PROMPT — Each record in the material below must be written out again exactly.

SUPPLIED RECORDS —
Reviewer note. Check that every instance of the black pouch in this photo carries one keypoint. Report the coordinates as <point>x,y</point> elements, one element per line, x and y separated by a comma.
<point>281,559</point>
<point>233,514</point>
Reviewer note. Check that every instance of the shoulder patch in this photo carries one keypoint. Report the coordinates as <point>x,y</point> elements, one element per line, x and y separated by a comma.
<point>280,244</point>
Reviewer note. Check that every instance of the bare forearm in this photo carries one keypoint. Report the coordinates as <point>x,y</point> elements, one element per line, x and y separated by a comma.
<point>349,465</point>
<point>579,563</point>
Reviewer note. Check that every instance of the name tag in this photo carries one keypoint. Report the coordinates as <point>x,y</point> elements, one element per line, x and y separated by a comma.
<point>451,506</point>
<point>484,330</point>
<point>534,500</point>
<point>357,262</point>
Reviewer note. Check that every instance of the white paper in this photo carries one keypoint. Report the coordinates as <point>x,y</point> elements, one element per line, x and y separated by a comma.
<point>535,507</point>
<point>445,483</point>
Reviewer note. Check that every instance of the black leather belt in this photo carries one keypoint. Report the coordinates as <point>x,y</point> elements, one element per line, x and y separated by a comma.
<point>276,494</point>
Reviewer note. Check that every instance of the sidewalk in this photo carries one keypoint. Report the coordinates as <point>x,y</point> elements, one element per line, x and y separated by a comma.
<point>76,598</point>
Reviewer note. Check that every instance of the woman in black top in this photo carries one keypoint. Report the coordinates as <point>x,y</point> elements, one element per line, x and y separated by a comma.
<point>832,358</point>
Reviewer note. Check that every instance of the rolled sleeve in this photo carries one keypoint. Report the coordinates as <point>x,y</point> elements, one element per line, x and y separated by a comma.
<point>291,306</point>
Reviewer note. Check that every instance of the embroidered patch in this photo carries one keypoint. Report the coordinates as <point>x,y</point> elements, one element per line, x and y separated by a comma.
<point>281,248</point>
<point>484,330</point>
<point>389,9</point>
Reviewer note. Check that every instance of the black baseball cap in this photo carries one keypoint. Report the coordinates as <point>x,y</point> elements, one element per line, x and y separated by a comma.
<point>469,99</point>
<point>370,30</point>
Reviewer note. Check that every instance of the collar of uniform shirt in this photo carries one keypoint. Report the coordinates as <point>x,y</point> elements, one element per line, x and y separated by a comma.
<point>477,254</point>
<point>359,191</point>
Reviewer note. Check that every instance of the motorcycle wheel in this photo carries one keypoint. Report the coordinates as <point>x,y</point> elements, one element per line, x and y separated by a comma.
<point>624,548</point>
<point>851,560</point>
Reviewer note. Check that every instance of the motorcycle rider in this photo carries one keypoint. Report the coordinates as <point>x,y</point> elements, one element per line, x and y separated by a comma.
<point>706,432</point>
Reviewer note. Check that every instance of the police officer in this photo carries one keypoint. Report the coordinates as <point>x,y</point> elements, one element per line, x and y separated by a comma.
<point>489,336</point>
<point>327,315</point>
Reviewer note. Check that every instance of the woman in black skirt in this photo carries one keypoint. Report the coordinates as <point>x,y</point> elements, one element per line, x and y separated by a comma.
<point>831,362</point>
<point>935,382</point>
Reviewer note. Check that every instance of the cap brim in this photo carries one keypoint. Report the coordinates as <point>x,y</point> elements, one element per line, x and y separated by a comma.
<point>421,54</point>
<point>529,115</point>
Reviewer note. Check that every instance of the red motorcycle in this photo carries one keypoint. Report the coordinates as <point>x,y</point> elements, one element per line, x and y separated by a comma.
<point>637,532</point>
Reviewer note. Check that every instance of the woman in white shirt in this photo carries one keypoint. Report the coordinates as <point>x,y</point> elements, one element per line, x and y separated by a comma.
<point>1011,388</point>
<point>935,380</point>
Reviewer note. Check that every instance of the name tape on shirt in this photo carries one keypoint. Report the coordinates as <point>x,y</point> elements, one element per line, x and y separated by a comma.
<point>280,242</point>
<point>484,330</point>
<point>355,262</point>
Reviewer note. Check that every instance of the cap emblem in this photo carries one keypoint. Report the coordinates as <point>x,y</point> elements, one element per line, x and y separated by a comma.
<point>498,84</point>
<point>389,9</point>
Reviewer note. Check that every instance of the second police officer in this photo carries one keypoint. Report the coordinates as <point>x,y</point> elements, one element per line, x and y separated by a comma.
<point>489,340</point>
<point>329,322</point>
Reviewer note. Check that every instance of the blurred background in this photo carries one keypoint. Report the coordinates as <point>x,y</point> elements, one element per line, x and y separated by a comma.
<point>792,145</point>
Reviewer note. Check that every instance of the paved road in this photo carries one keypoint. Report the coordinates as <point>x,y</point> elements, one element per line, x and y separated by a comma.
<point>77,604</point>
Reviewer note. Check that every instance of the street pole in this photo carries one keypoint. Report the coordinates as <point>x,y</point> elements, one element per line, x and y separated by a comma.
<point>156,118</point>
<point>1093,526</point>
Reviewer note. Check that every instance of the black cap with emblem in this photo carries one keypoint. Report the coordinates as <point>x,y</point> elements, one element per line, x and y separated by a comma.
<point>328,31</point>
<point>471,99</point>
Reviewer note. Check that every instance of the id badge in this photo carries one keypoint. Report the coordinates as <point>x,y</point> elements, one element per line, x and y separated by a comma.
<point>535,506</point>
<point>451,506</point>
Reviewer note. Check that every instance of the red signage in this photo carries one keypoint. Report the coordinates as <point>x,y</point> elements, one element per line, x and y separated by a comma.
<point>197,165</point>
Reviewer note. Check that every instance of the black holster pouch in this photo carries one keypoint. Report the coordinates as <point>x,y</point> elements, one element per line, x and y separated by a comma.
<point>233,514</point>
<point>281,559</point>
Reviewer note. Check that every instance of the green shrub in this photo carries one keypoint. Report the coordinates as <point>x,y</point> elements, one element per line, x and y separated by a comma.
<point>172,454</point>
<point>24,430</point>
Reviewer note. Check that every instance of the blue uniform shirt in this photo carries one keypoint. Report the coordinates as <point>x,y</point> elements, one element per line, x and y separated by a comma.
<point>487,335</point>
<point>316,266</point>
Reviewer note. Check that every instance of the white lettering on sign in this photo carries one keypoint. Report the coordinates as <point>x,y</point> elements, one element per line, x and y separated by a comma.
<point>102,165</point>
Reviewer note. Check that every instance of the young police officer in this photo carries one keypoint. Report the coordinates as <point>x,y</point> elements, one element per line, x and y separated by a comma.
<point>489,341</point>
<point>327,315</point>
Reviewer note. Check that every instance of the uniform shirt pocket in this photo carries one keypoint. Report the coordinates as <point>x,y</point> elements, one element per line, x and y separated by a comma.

SOLUTION —
Reviewer note. Check that every instance of the black pouch in this photo carries one keypoint. Report the coordinates as <point>x,y</point> elements, one element per line, x and y separated by a comma.
<point>281,559</point>
<point>233,514</point>
Reviewer note. Check that every instance of the shoulder patch in this photo carries one keypoint. Report the coordinates as <point>x,y</point> elements, one element per line, x and y separated by a comma.
<point>280,244</point>
Reviewer note. Check that every instance of the bare forearm in this photo carries one keypoint. Report the coordinates as <point>x,y</point> elements, one element per line, x and y separated by a comma.
<point>349,465</point>
<point>579,563</point>
Reviewer note. Check that every instance of the name tag in this photo carries one keypoint. Report the coordinates as <point>x,y</point> elements, one element per line, x and y separated by a comma.
<point>451,506</point>
<point>484,330</point>
<point>534,500</point>
<point>357,262</point>
Reviewer note. Check that every instance of the white paper in this photo carries one keypoint. Report the coordinates as <point>x,y</point> elements, one element per line, x and y separated by a comma.
<point>535,507</point>
<point>445,483</point>
Reviewer note. Check that every instance of the black leather belt in this photo carries one keypoint. Report the coordinates as <point>x,y</point> elements, one element per line, x and y separated by a comma.
<point>276,494</point>
Reviewer note. Check that every instance of the sidewalk in this photo carries one keypoint. Report the coordinates as <point>x,y</point> elements, one element per line, x and y separated by a comma.
<point>76,598</point>
Reviewer note. Check that every instance of the woman in black top in this photo carries one keypoint. Report the coordinates as <point>x,y</point> elements, one element per line, x and y separated by a comma.
<point>832,358</point>
Reviewer note. Check that every instance of the rolled sleeve in this photo carries one keypoint. Report the coordinates as <point>x,y</point> elements, one element per line, x and y separated by a comma.
<point>291,306</point>
Reviewer note. Check that every instance of the embroidered patch in this photo carries one keypoint. Report the coordinates as <point>x,y</point> elements, one element per line, x and y separated by a comma.
<point>281,248</point>
<point>484,330</point>
<point>389,9</point>
Reviewer note. Check that every instance of the black baseball cap in this photo carries one keypoint. Report the coordinates as <point>x,y</point> elements, one element per line, x and y separated by a comma.
<point>469,99</point>
<point>370,30</point>
Reviewer note. Check that every instance of the collar of uniform shirt in this photo carries one keypoint. Report the coordinates as <point>x,y</point> elements, one element per line, x and y separated by a comma.
<point>477,254</point>
<point>359,191</point>
Reviewer note. Check that every instance of the motorcycle wheel in this photo carries one keypoint. Report the coordinates as <point>x,y</point> elements, one element per line, x and y separated by a comma.
<point>624,548</point>
<point>851,560</point>
Reviewer note. Check that every instance of the motorcycle rider in this photo carries one keypoint. Report the coordinates as <point>x,y</point> elements, one element per line, x and y separated by a comma.
<point>706,432</point>
Reviewer note. Check that every instance of the police officer in this photo carries one keypoint. Report the coordinates as <point>x,y</point> elements, one element per line, x and y separated by a comma.
<point>489,336</point>
<point>327,315</point>
Reviewer note. Check that every instance of the woman in black skirt in this photo carries one keypoint. Report the coordinates as <point>x,y</point> elements, one element per line, x and y separated by a comma.
<point>831,362</point>
<point>935,382</point>
Reviewer note. Check that every instance of the cap brim in this photo carries one keypoint. Report the coordinates as <point>x,y</point> elements, one element per line, x and y separated by a comma.
<point>421,54</point>
<point>529,115</point>
Reviewer note. Check that every instance of the red motorcycle in this photo carries one keypoint. Report the coordinates as <point>x,y</point> elements, one element per line, x and y separated by a comma.
<point>637,532</point>
Reviewer note. Check that every instance of the woman in white shirt in this photo carries one keypoint. Report the coordinates as <point>x,y</point> elements, one element per line, x and y separated by a comma.
<point>1011,388</point>
<point>935,380</point>
Reviewer note. Check that every instance of the name tape on shirt in this photo carries one keypoint. Report the coordinates as <point>x,y</point> elements, one element per line, x and y separated by a comma.
<point>280,242</point>
<point>484,330</point>
<point>355,262</point>
Reviewer note. Check that every instance of the cap emblem in this photo carries one keypoint. Report the coordinates as <point>x,y</point> elements, one element per line, x and y separated by a comma.
<point>498,84</point>
<point>389,9</point>
Reviewer note. Check that every instance of the second police officer in this photo carries one keypoint. Report the coordinates as <point>x,y</point> elements, one element per line, x and y separated by a comma.
<point>489,340</point>
<point>329,322</point>
Reviewer note. Check that every instance of the blurred background in this photo carries one keypoint. Report the coordinates as <point>x,y</point> elements, one element per line, x and y separated by a comma.
<point>792,145</point>
Reviewer note. Check that every instance of the paved road in this photo carries one keypoint. Report the coordinates as <point>x,y</point> elements, one element per line, x and y separated by a comma.
<point>77,604</point>
Reviewer note. Check that every instance of the street pole in this photo carries one keypoint. Report the coordinates as <point>x,y</point> elements, one element per line, x and y separated by a comma.
<point>156,118</point>
<point>1093,526</point>
Reviewer note. Check that every instance of the black cap with emblem in this photo carries one keypoint. Report the coordinates as <point>x,y</point> elements, one element per line, x and y separated by a comma.
<point>328,31</point>
<point>471,99</point>
Reviewer note. Check that every instance of the id badge in this photo carries one keypoint. Report the coordinates as <point>x,y</point> elements, one element per line, x and y separated by a comma.
<point>535,506</point>
<point>451,506</point>
Reviewer note. Check that every instance of the red signage in this photo carries one keypoint. Report the coordinates as <point>x,y</point> elements, one element per line, x and y separated by a comma.
<point>197,165</point>
Reviewer note. Check that every instance of the black holster pouch in this photo carries one keypoint. Report the coordinates as <point>x,y</point> elements, one element per line, x and y separated by a comma.
<point>233,514</point>
<point>281,559</point>
Reviewer note. Check that every instance of the green shrub in this photo carries one keypoint. Report the coordinates as <point>x,y</point> elements, one element per line, x and y separated by a comma.
<point>172,454</point>
<point>24,430</point>
Reviewer note. Check that every instance of the blue uniform shirt in this photo carries one keypoint. Report the coordinates as <point>x,y</point> elements, one element per line, x and y separated by a comma.
<point>487,335</point>
<point>316,266</point>
Reviewer note. Check that every instance of the white lettering on sign in this photo carries one keypoint. Report the coordinates as <point>x,y</point> elements, one element per line, x and y separated by a comma.
<point>102,165</point>
Reviewer note. Check that every instance of the young police officer in this photo carries one keypoint. Report the coordinates as <point>x,y</point> elements, one element per line, x and y separated by a comma.
<point>489,341</point>
<point>327,315</point>
Reviewer note. Check that every instance of the uniform shirt pocket in this photo carries one keypoint. Report the coordinates as <point>x,y</point> elements, one element per line, x and y separated by a comma.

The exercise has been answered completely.